# [Stored records]
○ ○ ○ ○ ○ ○ ○

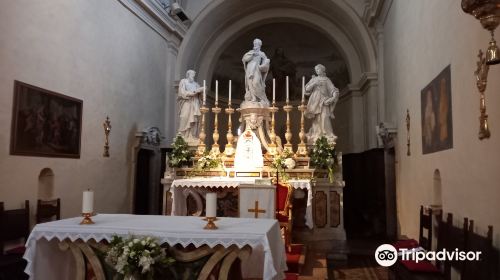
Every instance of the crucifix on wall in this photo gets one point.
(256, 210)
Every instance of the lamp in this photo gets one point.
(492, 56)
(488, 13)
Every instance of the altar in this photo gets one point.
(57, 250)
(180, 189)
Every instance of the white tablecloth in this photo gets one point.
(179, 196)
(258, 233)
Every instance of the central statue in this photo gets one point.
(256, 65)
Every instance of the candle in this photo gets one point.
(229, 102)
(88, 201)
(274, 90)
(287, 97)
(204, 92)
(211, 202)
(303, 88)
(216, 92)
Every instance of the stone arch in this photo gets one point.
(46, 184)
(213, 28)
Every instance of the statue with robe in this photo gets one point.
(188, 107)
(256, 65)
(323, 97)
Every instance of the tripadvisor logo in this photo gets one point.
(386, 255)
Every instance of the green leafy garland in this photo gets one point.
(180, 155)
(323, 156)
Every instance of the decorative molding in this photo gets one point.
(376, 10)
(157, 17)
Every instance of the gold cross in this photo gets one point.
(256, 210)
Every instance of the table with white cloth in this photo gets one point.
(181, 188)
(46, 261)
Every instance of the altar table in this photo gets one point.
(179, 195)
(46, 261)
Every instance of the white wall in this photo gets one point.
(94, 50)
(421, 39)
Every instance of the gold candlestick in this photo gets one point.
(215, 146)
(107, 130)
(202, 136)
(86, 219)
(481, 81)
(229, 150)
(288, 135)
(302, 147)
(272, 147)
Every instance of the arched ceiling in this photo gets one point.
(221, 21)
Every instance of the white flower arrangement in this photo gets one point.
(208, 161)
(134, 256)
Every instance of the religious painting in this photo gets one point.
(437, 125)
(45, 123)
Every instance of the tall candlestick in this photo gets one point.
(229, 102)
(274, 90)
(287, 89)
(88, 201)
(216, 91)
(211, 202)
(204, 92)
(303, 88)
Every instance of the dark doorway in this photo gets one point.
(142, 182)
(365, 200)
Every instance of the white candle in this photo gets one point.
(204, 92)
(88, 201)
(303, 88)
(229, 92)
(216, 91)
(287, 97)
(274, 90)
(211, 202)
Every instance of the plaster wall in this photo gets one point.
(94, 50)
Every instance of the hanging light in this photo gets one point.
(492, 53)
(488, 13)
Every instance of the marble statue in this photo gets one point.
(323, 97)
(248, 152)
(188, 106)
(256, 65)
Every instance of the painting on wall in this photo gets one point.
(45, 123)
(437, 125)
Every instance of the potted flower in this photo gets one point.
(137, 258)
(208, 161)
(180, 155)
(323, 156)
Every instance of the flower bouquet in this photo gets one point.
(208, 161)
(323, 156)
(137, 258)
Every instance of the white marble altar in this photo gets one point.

○ ○ ○ ○ ○ ○ ○

# [Problem details]
Transcribe all of the entries word for word, but skip any pictures they contain.

# [Exercise output]
Every instance of the crucifix on wall in this photo gets one point.
(256, 210)
Every instance of the lamp in this photo gets one point.
(492, 56)
(488, 13)
Every instance of the altar in this photo gets one point.
(57, 250)
(180, 189)
Every instance of the white tablecloth in this photo gets one point.
(179, 196)
(258, 233)
Every instance of the central statue in this photo gets one point.
(256, 65)
Every instance of the candle in this photo gets one point.
(229, 102)
(88, 201)
(274, 90)
(287, 97)
(204, 92)
(211, 202)
(303, 88)
(216, 92)
Every instance of the stone arch in this photo gets one point.
(46, 184)
(213, 28)
Every instance of the statue with robe in this photo gets one point.
(188, 107)
(256, 65)
(323, 97)
Every instance of the tripadvisor logo in this photo gets one point.
(386, 255)
Every instance of the green leafy garland in this photo gets one point.
(180, 155)
(323, 156)
Every instance of the decorative molding in this photo gets one point.
(376, 10)
(157, 17)
Every instance of the gold cross in this photo gets one point.
(256, 210)
Every instance of the table with white cloth in this photo gets one point.
(181, 188)
(46, 261)
Every instance of the altar table in this photo gets one point.
(179, 195)
(46, 261)
Every instance of the white wall in this photo gets one point.
(94, 50)
(421, 39)
Every instance of the gold candlestick in this photo gets one point.
(215, 146)
(107, 130)
(202, 136)
(86, 219)
(481, 81)
(229, 150)
(288, 135)
(302, 147)
(272, 147)
Every instance of the arched ceiling in this photo gets one point.
(221, 21)
Every instance of the white flower arrangement in this photo gets one point.
(208, 161)
(134, 256)
Every instance of the religious painting in this photo gets one point.
(437, 125)
(45, 123)
Every instance of the tall candlestick in this photo gets one point.
(229, 102)
(274, 90)
(287, 89)
(88, 201)
(216, 91)
(211, 202)
(204, 92)
(303, 88)
Every instance of the dark doorway in this photo gets one point.
(142, 182)
(365, 200)
Every instance of the white candle in this photo gets one point.
(204, 92)
(88, 201)
(303, 88)
(229, 92)
(216, 91)
(287, 97)
(274, 90)
(211, 202)
Every instance of the plaster wall in this photo gets one point.
(94, 50)
Every instance of the hanging light in this photo gets one point.
(492, 53)
(488, 13)
Every instance of the marble statue in this photo gets one point.
(323, 97)
(248, 152)
(188, 106)
(256, 65)
Every instance of the painting on wall in this photo gets one point.
(45, 123)
(437, 125)
Every instance of the potted flower in this photo gets one point.
(137, 258)
(208, 161)
(180, 155)
(323, 156)
Every instance of the flower bouquet in this photo gets one point.
(208, 161)
(323, 156)
(137, 258)
Every instance of the white marble altar in this photo gets one point.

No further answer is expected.